| About this exercise |
Scan the entries below and say how many lines contain "instance". Write only the number.

| Material for the task |
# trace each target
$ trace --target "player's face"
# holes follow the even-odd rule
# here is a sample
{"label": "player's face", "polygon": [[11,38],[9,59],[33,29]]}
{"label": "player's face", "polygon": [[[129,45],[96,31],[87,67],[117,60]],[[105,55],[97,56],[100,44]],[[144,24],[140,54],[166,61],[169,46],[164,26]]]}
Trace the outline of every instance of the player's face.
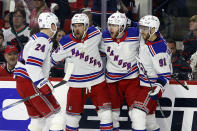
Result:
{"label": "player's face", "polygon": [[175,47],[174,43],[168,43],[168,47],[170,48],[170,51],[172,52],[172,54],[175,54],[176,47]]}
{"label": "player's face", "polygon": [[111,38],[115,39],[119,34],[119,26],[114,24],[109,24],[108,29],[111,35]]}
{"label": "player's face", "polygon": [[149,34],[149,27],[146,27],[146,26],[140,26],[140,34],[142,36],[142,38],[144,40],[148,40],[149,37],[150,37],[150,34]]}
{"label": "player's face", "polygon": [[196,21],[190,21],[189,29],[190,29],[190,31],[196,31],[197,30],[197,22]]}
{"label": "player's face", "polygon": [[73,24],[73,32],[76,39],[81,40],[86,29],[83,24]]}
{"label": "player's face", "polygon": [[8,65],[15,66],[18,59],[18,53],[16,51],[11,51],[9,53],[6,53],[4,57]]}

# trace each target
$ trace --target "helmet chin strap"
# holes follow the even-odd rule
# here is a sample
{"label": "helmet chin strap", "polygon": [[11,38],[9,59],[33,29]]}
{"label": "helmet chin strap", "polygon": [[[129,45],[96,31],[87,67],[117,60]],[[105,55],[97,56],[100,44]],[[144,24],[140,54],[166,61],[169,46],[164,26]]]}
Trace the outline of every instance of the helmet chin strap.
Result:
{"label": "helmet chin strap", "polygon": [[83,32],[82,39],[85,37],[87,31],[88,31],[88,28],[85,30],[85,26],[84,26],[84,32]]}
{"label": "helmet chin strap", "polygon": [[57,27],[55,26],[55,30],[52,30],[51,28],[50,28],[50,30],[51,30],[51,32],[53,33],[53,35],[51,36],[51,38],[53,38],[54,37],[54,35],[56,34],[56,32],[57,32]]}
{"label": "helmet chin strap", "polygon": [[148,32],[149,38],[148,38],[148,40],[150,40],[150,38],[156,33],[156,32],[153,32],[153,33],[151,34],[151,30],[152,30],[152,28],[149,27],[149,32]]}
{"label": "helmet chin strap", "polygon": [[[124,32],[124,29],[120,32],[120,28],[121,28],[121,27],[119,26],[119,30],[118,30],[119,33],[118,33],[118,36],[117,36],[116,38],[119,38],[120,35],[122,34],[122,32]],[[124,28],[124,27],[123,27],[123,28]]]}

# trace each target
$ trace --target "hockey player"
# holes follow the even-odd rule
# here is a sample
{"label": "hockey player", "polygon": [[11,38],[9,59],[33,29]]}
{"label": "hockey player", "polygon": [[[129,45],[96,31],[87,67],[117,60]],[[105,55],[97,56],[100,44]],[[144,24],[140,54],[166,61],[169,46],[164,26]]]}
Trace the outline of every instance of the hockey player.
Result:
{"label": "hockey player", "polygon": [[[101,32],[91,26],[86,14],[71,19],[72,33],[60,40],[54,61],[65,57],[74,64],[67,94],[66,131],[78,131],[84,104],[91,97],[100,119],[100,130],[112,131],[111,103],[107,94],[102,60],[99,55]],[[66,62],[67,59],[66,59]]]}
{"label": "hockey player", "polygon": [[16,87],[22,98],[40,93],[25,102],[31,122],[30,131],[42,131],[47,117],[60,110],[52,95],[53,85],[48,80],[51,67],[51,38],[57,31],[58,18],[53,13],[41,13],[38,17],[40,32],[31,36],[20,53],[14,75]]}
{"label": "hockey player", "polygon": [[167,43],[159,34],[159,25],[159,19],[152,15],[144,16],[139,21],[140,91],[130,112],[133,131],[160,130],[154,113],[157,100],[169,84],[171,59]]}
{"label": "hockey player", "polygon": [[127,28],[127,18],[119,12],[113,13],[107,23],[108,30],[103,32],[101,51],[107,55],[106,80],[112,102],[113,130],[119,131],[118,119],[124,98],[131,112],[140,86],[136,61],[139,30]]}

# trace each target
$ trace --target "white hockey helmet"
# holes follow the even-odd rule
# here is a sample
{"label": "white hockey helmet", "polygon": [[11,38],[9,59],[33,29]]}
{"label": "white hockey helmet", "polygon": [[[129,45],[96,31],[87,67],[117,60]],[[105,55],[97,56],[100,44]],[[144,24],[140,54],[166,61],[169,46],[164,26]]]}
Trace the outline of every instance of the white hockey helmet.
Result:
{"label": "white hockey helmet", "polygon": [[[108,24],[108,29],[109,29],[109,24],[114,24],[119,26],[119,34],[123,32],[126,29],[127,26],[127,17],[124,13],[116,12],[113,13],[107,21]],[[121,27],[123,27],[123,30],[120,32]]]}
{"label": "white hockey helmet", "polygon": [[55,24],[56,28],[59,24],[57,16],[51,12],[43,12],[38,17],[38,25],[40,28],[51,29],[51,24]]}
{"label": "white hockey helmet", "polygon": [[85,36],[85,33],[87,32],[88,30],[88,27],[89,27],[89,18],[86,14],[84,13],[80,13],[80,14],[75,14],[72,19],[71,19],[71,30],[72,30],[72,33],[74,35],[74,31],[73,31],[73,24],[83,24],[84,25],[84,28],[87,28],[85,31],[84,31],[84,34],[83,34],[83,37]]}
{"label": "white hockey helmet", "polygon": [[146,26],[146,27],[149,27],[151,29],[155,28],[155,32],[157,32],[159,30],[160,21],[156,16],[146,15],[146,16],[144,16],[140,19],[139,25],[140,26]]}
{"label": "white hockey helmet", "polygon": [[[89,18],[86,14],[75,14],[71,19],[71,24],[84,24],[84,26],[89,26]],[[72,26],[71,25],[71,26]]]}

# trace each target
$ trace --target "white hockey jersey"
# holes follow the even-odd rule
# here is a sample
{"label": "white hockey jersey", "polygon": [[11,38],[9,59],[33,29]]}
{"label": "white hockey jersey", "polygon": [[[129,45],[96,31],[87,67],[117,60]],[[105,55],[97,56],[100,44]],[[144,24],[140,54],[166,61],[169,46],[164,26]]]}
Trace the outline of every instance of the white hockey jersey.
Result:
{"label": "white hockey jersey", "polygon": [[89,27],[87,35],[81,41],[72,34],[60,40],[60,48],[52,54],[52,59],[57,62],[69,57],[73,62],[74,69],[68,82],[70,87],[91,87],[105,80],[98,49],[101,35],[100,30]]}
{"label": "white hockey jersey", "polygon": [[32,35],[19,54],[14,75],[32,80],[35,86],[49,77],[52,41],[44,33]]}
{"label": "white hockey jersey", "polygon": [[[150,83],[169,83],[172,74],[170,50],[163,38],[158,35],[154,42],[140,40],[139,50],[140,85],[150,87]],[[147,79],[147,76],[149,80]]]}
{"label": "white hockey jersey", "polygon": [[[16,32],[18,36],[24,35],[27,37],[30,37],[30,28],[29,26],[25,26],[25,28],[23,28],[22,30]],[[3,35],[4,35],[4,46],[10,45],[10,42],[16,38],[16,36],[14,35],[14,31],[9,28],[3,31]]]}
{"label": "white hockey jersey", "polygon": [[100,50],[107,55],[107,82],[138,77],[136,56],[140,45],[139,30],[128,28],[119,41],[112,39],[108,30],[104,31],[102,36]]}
--
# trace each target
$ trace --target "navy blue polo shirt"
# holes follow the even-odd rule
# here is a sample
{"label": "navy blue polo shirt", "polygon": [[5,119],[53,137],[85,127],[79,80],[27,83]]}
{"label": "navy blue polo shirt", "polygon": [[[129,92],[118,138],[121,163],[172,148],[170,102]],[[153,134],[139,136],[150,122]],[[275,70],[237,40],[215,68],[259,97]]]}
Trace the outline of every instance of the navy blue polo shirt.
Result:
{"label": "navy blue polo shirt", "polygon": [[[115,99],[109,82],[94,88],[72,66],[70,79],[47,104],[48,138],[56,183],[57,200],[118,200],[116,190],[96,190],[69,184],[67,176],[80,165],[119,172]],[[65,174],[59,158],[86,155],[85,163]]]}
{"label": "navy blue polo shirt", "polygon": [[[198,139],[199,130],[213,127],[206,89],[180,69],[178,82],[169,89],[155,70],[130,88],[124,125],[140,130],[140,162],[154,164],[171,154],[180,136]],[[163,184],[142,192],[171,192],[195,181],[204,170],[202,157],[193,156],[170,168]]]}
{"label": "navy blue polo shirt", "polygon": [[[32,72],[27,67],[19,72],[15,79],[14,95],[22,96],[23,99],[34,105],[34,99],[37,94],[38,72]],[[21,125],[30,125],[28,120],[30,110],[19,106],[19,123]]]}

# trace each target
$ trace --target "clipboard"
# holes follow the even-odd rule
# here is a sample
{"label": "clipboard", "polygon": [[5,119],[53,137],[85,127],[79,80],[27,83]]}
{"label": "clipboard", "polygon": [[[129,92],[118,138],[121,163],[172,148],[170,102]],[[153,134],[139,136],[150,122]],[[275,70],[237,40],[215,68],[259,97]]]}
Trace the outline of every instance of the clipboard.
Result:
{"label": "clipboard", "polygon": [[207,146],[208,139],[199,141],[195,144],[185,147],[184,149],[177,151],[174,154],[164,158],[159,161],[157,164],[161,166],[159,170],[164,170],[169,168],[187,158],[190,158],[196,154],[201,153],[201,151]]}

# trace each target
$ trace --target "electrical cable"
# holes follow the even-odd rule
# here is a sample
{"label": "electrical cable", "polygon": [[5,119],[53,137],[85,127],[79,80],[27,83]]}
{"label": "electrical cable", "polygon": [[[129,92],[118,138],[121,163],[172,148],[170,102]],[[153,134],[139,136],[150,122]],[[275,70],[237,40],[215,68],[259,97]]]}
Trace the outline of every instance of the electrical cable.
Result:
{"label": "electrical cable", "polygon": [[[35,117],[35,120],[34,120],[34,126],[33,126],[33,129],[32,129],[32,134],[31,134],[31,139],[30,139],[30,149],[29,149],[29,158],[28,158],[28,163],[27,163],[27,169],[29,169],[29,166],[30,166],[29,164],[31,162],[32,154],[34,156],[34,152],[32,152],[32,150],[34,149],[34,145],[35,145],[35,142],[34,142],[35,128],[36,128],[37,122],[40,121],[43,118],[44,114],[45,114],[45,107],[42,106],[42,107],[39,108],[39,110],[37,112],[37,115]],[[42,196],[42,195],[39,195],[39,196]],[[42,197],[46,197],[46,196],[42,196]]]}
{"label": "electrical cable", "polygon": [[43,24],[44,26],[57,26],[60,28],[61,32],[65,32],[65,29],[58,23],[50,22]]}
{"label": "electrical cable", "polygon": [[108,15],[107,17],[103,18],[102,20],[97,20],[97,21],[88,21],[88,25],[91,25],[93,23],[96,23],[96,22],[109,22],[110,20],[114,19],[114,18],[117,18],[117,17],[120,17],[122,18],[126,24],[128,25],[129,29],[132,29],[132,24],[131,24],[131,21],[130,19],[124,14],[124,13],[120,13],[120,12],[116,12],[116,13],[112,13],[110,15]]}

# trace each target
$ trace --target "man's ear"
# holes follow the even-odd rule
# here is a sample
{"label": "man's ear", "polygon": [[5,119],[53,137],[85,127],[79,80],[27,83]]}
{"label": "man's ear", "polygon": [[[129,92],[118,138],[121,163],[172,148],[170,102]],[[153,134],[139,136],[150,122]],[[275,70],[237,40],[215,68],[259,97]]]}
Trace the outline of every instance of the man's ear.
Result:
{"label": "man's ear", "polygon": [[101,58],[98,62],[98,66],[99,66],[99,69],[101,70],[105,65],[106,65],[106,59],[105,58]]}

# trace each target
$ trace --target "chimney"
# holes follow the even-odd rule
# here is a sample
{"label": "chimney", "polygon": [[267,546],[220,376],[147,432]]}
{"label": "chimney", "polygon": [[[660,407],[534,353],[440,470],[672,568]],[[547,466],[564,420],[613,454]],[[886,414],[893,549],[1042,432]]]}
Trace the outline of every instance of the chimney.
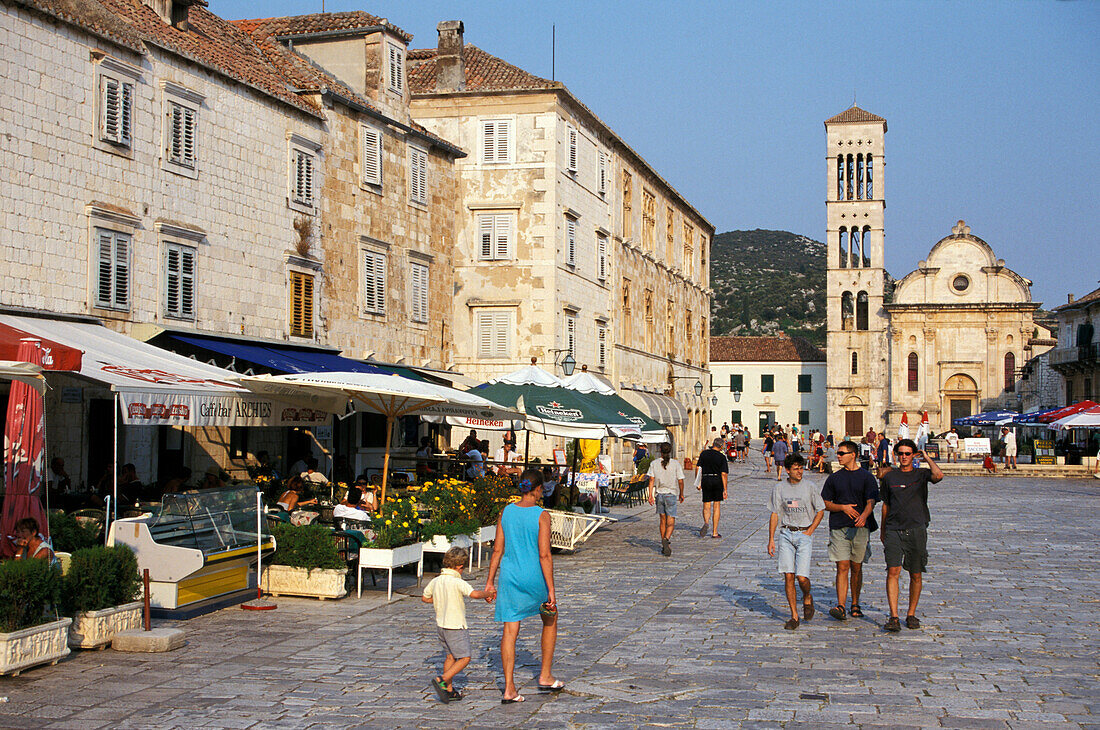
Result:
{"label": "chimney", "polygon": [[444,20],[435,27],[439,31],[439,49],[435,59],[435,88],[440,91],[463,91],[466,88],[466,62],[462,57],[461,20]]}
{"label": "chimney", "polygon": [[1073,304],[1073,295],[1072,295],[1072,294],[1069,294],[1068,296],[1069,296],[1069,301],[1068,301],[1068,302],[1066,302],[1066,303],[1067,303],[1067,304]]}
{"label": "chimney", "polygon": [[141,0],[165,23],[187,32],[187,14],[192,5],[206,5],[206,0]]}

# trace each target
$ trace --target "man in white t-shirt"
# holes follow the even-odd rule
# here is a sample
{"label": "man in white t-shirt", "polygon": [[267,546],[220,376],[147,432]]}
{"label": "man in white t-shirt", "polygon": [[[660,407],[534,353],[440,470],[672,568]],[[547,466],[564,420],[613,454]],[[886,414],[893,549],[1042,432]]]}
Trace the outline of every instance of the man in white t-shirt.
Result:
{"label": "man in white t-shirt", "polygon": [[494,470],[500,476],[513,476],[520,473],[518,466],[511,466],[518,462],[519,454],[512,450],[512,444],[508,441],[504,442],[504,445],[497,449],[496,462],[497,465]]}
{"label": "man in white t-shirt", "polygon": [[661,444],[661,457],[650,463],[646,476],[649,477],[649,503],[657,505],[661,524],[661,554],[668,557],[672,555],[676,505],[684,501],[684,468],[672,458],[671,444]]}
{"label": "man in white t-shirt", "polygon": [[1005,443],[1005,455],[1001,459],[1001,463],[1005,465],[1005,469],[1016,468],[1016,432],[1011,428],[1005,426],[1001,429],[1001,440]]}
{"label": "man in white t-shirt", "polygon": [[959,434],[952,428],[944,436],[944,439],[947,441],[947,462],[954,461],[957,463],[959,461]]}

| Response to the task |
11